Paul Auguste Aquatias: French Gardening

One of the most gratifying aspects of maintaining this web site is the response of readers and devoted gardeners the world over. Recently I had the pleasure of corresponding with Kelsie Aquatias, who wrote from England to let us know about her great-grandfather, Paul Auguste Aquatias, who was the French expert gardener brought by Thomas Smith to work on the garden at Mayland, Essex. As those who subscribe to this site know, I began adding the transcription of Smith's French Gardening (1909) last winter and made it up to Chapter VIII before duty called in my own garden this spring. My plan is to finish that book this coming winter, so stay tuned. In the meantime, this is what Kelsie has written, drawing from family history, about great-grandfather Aquatias:

He was called Paul Auguste Aquatias and was born in Passy Grigny in La Marne, France in 1878. The family can be traced back to the 16th century in that region of France, all vignerons to the Champagne houses.

When he was about eight years old, the family moved to Paris. I know very little about his early life but I guess, due to the experience he had by the time he came to England, he must have undertaken a serious agricultural apprenticeship. I am sure he must also have learned English at this time.

He completed his national service in 1902 and came to England almost immediately after. He first went to work in the garden of the vicarage at Glentworth, a very small village in Lincolnshire, in the east of England. There, he met his future wife, Ruth Phillipson.

After just a few months, he left Glentworth and lived in London for a while, before going to Chesterfield in Derbyshire, to work at Spittal Nurseries for Francis Maximillian Marks. Marks disappeared after just six months, wanted by the police and depriving my great grandfather of three weeks' pay and, of course, a job. (This later threw a shadow over my great grandfather's application for British citizenship, as the Home Office had to be convinced that he was not involved in Marks's fraudulent activities).

──────

> **Exercise set**:
a – Reproduce the passage of the Aquatias article starting at "He was called" and ending at "wife, Ruth Phillipson.".
b – Write the next part of the Aquatias article, picking up right after its last sentence.
These rows are drawn from a separate source.

Dataset excerpt:

──────

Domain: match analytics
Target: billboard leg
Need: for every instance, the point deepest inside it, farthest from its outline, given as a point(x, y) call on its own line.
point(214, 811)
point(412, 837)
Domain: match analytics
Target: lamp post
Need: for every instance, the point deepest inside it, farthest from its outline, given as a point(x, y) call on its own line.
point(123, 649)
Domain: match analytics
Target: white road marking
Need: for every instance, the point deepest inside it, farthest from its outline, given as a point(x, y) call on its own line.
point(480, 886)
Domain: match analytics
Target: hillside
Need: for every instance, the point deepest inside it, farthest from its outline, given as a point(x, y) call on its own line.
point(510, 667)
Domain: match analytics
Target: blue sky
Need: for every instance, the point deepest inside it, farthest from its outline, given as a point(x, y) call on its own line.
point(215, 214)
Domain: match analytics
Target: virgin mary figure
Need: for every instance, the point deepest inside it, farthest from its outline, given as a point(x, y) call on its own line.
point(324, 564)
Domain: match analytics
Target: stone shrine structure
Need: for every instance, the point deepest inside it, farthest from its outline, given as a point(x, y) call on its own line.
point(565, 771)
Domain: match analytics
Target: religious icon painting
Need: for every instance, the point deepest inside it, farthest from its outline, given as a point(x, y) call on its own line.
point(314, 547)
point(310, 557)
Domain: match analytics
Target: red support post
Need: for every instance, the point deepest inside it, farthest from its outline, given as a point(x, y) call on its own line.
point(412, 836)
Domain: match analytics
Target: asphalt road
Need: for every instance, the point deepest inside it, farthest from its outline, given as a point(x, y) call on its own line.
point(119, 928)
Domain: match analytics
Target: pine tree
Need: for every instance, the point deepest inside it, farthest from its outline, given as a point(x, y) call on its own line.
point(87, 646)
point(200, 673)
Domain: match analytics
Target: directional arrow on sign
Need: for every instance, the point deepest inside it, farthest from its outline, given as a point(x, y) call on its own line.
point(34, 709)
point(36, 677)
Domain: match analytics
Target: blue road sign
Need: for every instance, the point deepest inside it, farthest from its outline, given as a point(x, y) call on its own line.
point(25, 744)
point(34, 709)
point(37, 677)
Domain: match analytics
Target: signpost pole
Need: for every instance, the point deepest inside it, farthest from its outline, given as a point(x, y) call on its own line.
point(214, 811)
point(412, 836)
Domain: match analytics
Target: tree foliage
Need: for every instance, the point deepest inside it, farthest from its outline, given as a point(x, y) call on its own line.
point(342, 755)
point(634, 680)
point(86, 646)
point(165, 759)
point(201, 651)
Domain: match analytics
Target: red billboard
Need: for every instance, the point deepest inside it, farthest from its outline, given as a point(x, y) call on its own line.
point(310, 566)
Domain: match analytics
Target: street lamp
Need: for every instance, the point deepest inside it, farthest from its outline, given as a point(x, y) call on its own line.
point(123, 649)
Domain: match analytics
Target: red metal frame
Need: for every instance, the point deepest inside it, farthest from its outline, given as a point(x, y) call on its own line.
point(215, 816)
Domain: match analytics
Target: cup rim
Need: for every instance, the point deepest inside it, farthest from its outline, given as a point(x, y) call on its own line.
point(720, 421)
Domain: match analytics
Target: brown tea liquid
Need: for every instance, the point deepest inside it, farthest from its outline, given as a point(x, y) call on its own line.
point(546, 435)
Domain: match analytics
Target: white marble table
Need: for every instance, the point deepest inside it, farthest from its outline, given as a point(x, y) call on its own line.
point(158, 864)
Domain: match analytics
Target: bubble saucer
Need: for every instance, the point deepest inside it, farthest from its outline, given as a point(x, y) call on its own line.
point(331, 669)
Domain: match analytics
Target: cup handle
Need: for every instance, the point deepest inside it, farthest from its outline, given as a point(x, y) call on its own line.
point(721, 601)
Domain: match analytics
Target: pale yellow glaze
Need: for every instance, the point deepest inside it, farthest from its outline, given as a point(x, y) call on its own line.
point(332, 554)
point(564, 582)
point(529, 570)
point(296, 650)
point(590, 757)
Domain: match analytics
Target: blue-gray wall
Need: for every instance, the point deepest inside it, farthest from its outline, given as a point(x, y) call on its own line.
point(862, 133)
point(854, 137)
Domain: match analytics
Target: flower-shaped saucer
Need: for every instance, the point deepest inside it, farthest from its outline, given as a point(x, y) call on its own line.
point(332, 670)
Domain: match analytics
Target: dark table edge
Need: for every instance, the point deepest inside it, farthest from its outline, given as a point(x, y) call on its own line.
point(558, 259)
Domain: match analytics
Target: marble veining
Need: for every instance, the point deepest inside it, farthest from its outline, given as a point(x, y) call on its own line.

──────

> **Responses to the tasks**:
a –
He was called Paul Auguste Aquatias and was born in Passy Grigny in La Marne, France in 1878. The family can be traced back to the 16th century in that region of France, all vignerons to the Champagne houses.

When he was about eight years old, the family moved to Paris. I know very little about his early life but I guess, due to the experience he had by the time he came to England, he must have undertaken a serious agricultural apprenticeship. I am sure he must also have learned English at this time.

He completed his national service in 1902 and came to England almost immediately after. He first went to work in the garden of the vicarage at Glentworth, a very small village in Lincolnshire, in the east of England. There, he met his future wife, Ruth Phillipson.

b –
He worked for three years at Woodbine Nurseries in Wanstead, London.

Then it was in February 1907 that he moved to Mayland, Essex, to work for Thomas Smith at Nipsell's Farm. It was while he was here that Smith recorded all the work they did at the French Garden of Joseph Fels in his book French Gardening. While he was in Mayland, he married my great grandmother, Ruth Phillipson, in St Barnabas's church in the village. They had obviously kept their relationship alive during the years since they met. It was also at this time that he traveled around Essex and Kent, giving lectures about the techniques of French gardening. In 1909 he moved to work for a Mr F Mynott at Brook Hall, Tiptree, Essex, on a new 12 month contract. Prince Kropotkin wrote about his work and the consequences of his departure from the Mayland experiment in Fields, Factories and Workshops (pages 228-231).

In 1909 Paul Aquatias obtained British citizenship.

In 1910 he moved to the north of England to work at Far North French Garden at Allithwaite in Cumbria.

In 1912 he bought a house and land in Timperley, a village in Cheshire, not far from Manchester, and set up nurseries there, which he ran until just after World War II, when he sold the business to my grandfather. My father grew up there and I also lived there for the first six months of my life. My grandparents finally left that property in 1972 (I used to stay there as a child and have some very fond memories of the place).

Paul Aquatias died in 1959 (I never knew him).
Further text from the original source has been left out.